_Exercise requirements_
Resume the datatable file-export documentation below, writing the portion that comes after its final sentence.

Output compression. "auto" infers from file extension. Only "gzip" is currently supported. Cannot be combined with append=True.

method

"mmap" | "write" | "auto"

default:"\"auto\""

Disk-writing method. "mmap" may be faster on some operating systems; "write" is more portable.

Returns None when writing to a file, or a str (or bytes if compressed) when path is empty.

DT.to_csv("output.csv")               # write to file
csv_text = DT.to_csv()                # return as string
DT.to_csv("output.csv.gz",
          compression="gzip")         # gzip-compressed
DT.to_csv("log.csv", append=True,
          header=False)               # append without header

`to_jay(path=None, method="auto")`

Save the frame to a binary .jay file. Jay is a datatable-native format that supports memory-mapping.

path

str | None

Destination file path. If None, serializes the frame into memory and returns a bytes object.

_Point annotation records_
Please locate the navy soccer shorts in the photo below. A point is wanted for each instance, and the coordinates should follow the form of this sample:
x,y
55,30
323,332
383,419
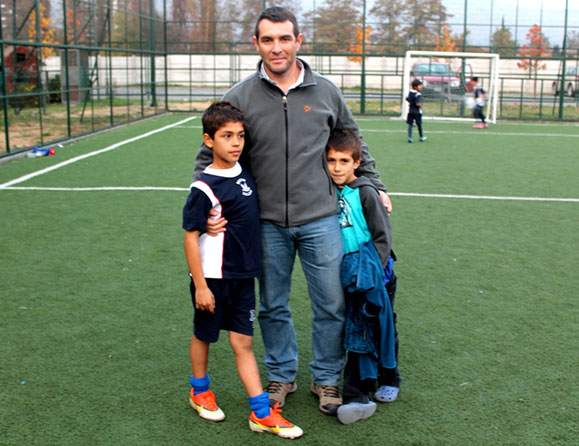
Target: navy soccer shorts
x,y
234,309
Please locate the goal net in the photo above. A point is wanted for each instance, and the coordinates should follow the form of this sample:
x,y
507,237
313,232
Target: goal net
x,y
447,83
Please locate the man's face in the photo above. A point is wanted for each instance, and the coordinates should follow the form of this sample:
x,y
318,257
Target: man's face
x,y
277,46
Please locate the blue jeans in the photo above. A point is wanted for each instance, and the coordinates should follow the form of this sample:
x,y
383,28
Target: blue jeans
x,y
319,245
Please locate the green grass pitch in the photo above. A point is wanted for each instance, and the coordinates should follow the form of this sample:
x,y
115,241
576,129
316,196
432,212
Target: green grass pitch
x,y
95,314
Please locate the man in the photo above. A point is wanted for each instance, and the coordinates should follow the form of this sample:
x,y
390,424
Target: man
x,y
291,111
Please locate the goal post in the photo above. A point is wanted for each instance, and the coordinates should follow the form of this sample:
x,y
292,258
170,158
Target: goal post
x,y
447,82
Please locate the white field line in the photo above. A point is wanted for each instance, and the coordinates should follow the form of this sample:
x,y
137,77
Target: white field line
x,y
453,132
88,155
481,132
184,189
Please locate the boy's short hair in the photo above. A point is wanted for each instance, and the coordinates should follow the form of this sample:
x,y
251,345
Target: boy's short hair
x,y
218,114
277,14
345,141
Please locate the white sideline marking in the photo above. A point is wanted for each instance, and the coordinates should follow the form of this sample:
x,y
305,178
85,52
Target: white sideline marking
x,y
479,133
185,189
88,155
454,132
484,197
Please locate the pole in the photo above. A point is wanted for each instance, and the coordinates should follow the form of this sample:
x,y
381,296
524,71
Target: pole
x,y
153,54
562,89
464,27
363,80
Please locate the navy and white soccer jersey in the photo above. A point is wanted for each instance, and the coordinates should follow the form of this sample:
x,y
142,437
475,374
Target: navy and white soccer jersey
x,y
479,96
233,254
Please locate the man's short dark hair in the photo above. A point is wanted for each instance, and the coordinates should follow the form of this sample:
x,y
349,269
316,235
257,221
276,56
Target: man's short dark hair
x,y
345,141
277,14
218,114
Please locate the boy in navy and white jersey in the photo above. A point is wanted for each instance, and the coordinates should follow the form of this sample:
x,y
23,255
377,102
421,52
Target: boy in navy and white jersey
x,y
414,99
223,269
479,103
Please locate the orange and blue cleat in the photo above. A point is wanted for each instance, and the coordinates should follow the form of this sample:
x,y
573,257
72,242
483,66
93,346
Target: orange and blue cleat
x,y
275,423
206,406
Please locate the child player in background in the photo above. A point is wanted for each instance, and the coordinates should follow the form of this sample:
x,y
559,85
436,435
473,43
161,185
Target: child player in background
x,y
414,99
479,103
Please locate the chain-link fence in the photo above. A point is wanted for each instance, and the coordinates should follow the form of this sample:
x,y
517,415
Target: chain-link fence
x,y
72,67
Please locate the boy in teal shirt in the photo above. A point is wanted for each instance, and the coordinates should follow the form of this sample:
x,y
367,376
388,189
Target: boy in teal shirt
x,y
365,228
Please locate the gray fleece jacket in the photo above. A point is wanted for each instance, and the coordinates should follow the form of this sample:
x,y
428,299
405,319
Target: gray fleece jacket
x,y
285,145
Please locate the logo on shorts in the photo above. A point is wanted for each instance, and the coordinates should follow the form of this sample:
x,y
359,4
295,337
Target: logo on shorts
x,y
245,189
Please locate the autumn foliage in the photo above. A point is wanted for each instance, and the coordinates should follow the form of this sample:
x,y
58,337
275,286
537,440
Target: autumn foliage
x,y
445,42
356,47
536,48
47,31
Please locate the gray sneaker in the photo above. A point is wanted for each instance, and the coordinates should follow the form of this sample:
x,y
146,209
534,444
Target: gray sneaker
x,y
330,398
352,412
278,391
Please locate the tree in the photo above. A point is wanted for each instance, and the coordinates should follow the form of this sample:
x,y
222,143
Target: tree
x,y
502,41
535,50
47,31
446,42
179,27
573,40
335,25
389,14
357,46
424,18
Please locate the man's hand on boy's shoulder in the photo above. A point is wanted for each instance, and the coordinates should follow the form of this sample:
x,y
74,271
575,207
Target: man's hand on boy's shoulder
x,y
204,300
386,200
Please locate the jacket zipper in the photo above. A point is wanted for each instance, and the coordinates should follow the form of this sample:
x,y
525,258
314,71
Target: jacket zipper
x,y
284,97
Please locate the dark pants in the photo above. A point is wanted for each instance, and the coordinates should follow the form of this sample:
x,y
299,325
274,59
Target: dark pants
x,y
356,390
478,113
410,119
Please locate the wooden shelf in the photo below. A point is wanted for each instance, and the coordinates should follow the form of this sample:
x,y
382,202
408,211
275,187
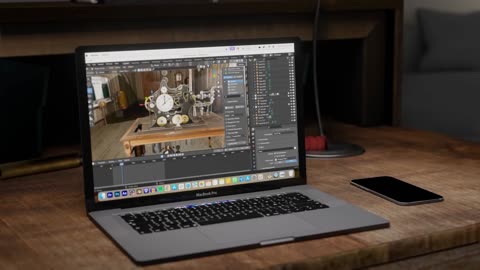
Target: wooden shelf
x,y
70,12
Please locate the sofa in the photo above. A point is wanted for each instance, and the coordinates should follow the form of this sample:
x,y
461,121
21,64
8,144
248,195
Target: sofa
x,y
441,79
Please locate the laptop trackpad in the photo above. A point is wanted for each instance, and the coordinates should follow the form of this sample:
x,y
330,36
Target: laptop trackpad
x,y
260,229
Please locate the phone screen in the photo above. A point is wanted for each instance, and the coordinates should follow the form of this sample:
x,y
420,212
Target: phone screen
x,y
396,190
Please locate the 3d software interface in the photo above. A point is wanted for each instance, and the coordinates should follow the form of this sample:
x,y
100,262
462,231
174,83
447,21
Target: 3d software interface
x,y
173,120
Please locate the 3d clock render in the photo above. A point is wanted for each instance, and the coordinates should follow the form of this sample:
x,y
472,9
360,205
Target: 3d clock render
x,y
239,134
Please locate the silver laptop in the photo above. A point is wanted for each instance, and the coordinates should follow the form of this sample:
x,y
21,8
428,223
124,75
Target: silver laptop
x,y
198,148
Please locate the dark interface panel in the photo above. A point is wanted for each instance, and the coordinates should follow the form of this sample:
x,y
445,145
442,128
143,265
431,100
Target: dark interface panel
x,y
165,123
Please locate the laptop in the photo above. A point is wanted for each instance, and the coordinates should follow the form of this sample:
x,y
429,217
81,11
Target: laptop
x,y
198,148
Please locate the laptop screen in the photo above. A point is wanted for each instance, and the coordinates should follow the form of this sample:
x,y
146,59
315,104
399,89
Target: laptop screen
x,y
166,121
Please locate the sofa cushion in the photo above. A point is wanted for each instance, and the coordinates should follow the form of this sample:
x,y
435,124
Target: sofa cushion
x,y
451,40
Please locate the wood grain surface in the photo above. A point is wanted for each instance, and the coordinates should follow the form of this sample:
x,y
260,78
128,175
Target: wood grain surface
x,y
43,223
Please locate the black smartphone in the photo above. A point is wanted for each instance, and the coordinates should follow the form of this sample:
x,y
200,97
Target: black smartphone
x,y
397,191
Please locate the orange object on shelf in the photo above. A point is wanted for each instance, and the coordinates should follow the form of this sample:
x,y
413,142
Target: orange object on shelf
x,y
122,100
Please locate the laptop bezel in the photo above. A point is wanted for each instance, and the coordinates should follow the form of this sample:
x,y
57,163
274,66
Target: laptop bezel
x,y
92,205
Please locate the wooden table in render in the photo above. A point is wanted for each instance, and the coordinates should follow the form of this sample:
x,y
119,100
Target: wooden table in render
x,y
212,126
43,223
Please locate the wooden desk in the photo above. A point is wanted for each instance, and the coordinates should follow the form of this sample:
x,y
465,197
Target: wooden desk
x,y
214,127
43,223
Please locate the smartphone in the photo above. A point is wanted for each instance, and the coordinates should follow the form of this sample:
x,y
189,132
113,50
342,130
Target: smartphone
x,y
396,191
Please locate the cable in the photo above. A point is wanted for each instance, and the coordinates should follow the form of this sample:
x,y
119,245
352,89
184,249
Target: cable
x,y
315,79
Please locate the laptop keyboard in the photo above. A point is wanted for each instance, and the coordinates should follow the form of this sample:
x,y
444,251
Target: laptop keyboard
x,y
220,212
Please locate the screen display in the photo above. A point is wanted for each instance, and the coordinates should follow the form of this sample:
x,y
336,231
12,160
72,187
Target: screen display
x,y
396,189
188,119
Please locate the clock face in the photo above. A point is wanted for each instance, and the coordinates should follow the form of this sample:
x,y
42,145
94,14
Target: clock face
x,y
177,119
161,121
185,118
164,102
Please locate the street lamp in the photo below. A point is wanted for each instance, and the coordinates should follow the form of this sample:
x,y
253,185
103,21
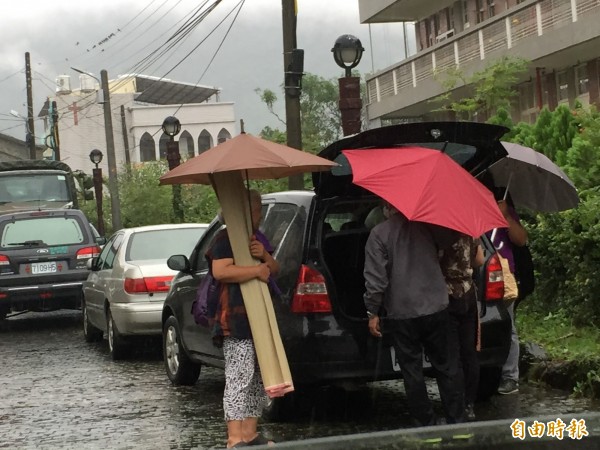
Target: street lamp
x,y
171,127
96,158
113,186
347,52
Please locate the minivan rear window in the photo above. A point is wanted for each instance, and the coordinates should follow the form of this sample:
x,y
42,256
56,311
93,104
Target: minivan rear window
x,y
45,231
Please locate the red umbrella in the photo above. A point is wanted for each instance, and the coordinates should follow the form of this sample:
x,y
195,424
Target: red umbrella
x,y
427,185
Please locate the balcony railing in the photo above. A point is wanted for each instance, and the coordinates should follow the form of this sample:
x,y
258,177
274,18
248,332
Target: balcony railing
x,y
528,19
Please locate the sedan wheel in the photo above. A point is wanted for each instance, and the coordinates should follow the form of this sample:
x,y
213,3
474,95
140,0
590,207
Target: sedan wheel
x,y
180,369
117,345
90,332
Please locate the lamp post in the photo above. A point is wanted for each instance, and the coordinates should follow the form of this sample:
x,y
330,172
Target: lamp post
x,y
113,185
171,127
96,157
347,52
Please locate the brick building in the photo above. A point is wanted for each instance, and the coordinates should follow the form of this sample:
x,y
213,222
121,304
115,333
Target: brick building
x,y
560,37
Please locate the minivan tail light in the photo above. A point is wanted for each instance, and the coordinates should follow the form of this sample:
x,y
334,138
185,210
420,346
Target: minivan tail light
x,y
88,252
311,292
494,288
147,285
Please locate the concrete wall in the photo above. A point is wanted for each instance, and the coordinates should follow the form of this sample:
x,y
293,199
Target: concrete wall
x,y
12,149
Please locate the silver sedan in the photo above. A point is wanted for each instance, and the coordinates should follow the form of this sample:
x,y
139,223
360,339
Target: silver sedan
x,y
128,283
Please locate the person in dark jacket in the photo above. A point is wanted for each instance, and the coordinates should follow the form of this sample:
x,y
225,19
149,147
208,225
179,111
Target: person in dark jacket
x,y
458,262
404,281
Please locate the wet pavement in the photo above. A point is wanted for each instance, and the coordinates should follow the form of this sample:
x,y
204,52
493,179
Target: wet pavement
x,y
57,391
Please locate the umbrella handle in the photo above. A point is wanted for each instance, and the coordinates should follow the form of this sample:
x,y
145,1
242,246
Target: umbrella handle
x,y
492,237
507,186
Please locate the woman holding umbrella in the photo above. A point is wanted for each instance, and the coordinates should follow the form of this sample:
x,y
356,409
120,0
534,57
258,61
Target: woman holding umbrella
x,y
244,397
505,239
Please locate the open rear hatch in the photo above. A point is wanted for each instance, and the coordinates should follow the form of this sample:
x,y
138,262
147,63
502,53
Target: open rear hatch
x,y
473,145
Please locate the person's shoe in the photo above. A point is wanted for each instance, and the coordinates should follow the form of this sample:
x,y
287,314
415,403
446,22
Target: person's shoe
x,y
469,412
508,387
260,440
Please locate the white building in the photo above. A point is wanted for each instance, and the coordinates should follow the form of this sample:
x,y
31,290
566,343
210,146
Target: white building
x,y
139,104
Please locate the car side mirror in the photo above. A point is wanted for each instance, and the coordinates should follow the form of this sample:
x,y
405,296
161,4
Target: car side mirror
x,y
91,264
179,263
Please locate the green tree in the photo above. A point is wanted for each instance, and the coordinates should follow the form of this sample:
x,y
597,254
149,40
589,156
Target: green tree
x,y
319,112
487,90
582,161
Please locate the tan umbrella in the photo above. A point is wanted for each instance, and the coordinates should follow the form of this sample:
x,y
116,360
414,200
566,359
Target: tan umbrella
x,y
259,158
225,167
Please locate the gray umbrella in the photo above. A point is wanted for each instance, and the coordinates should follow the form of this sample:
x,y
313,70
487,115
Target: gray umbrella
x,y
533,180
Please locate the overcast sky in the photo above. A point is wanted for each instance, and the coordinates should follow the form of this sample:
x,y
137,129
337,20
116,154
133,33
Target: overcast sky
x,y
117,35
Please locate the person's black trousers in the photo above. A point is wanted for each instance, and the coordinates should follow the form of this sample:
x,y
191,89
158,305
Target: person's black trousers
x,y
431,334
463,329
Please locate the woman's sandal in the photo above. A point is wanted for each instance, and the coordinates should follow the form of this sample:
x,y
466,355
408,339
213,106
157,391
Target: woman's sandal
x,y
260,440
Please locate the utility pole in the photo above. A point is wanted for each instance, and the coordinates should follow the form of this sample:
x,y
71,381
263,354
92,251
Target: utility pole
x,y
125,137
113,187
30,130
54,131
292,95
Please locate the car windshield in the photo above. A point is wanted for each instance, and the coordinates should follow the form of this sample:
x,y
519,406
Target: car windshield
x,y
42,231
28,188
160,244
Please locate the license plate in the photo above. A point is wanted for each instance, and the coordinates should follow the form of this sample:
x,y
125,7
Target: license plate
x,y
396,364
37,268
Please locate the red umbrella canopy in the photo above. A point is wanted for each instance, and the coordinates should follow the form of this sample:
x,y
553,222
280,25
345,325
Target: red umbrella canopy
x,y
259,158
427,185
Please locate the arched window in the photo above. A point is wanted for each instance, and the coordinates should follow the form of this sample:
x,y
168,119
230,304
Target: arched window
x,y
147,148
223,136
204,141
162,146
186,145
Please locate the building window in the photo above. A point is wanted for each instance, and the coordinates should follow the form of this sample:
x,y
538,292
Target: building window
x,y
526,96
186,144
562,81
162,146
204,141
480,11
491,8
582,79
147,148
223,136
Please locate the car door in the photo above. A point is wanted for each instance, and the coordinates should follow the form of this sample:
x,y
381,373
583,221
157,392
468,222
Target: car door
x,y
197,338
95,288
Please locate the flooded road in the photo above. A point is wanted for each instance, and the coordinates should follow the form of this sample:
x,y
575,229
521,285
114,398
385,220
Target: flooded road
x,y
58,391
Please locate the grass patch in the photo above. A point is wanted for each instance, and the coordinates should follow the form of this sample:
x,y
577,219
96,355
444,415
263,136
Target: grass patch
x,y
557,334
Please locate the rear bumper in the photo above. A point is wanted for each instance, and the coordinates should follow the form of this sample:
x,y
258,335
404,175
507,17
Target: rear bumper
x,y
329,356
140,318
42,297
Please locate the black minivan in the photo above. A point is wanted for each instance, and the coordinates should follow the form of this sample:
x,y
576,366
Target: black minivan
x,y
319,239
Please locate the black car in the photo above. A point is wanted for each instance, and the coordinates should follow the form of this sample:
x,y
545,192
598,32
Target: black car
x,y
43,257
319,239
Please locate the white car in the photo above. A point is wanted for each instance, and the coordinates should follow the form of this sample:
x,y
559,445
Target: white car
x,y
128,283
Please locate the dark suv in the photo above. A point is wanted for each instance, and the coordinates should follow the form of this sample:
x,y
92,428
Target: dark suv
x,y
319,239
43,256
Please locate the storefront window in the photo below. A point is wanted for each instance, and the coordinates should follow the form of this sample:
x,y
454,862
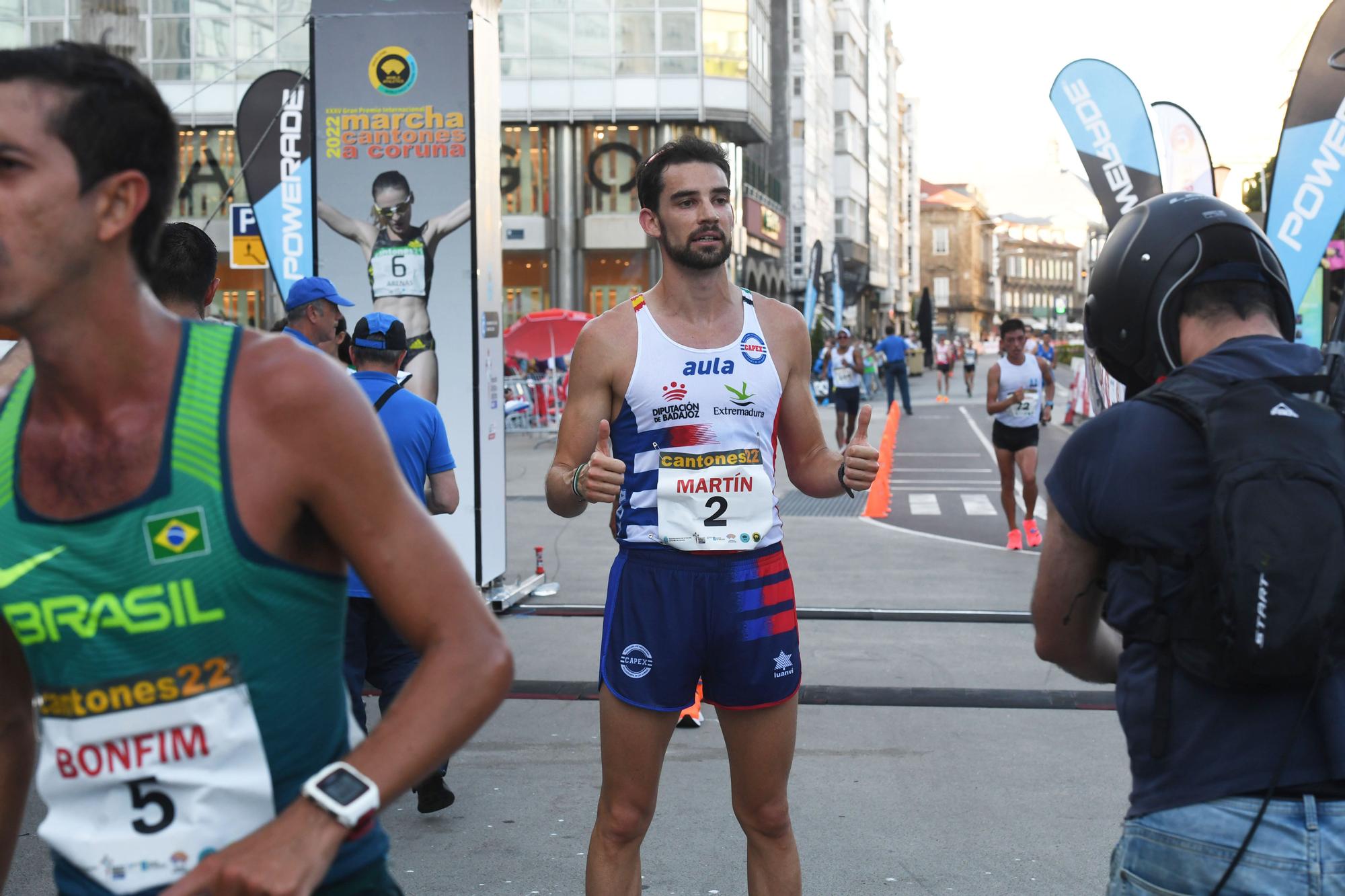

_Expected output_
method

"mmap" | "write" | "auto"

default:"\"auto\""

Writing method. Has no effect when path is None.

Returns None when writing to a file, or bytes when path is None.

DT.to_jay("data.jay")        # write to disk
blob = DT.to_jay()           # serialize to bytes in memory

`to_pandas()`

Convert the frame to a pandas.DataFrame. Key columns become the pandas index. Returns a pandas.DataFrame. Raises ImportError if pandas is not installed.

df = DT.to_pandas()

`to_numpy(type=None, column=None, c_contiguous=False)`

Convert the frame to a 2D numpy array. When the frame has a single non-virtual, non-string column and no type override, the returned array shares memory with the frame (no copy). Otherwise data is copied. Frames with NA values return a numpy.ma.MaskedArray.

type

Type | type-like

Cast all data to this type before converting.

column

int

Convert a single column (by index, negative indices supported). Returns a 1D array.

c_contiguous

bool

default:"false"

If True, returns a row-major (C-contiguous) array. Default is column-major.

Returns numpy.ndarray or numpy.ma.MaskedArray. Raises ImportError if numpy is not installed.

arr = DT.to_numpy()
arr = DT.to_numpy(type=dt.float32)
col = DT.to_numpy(column=0)   # 1D array

`to_dict()`

Convert the frame to a dict of lists, keyed by column name. Column order is preserved. Returns Dict[str, List].

DT.to_dict()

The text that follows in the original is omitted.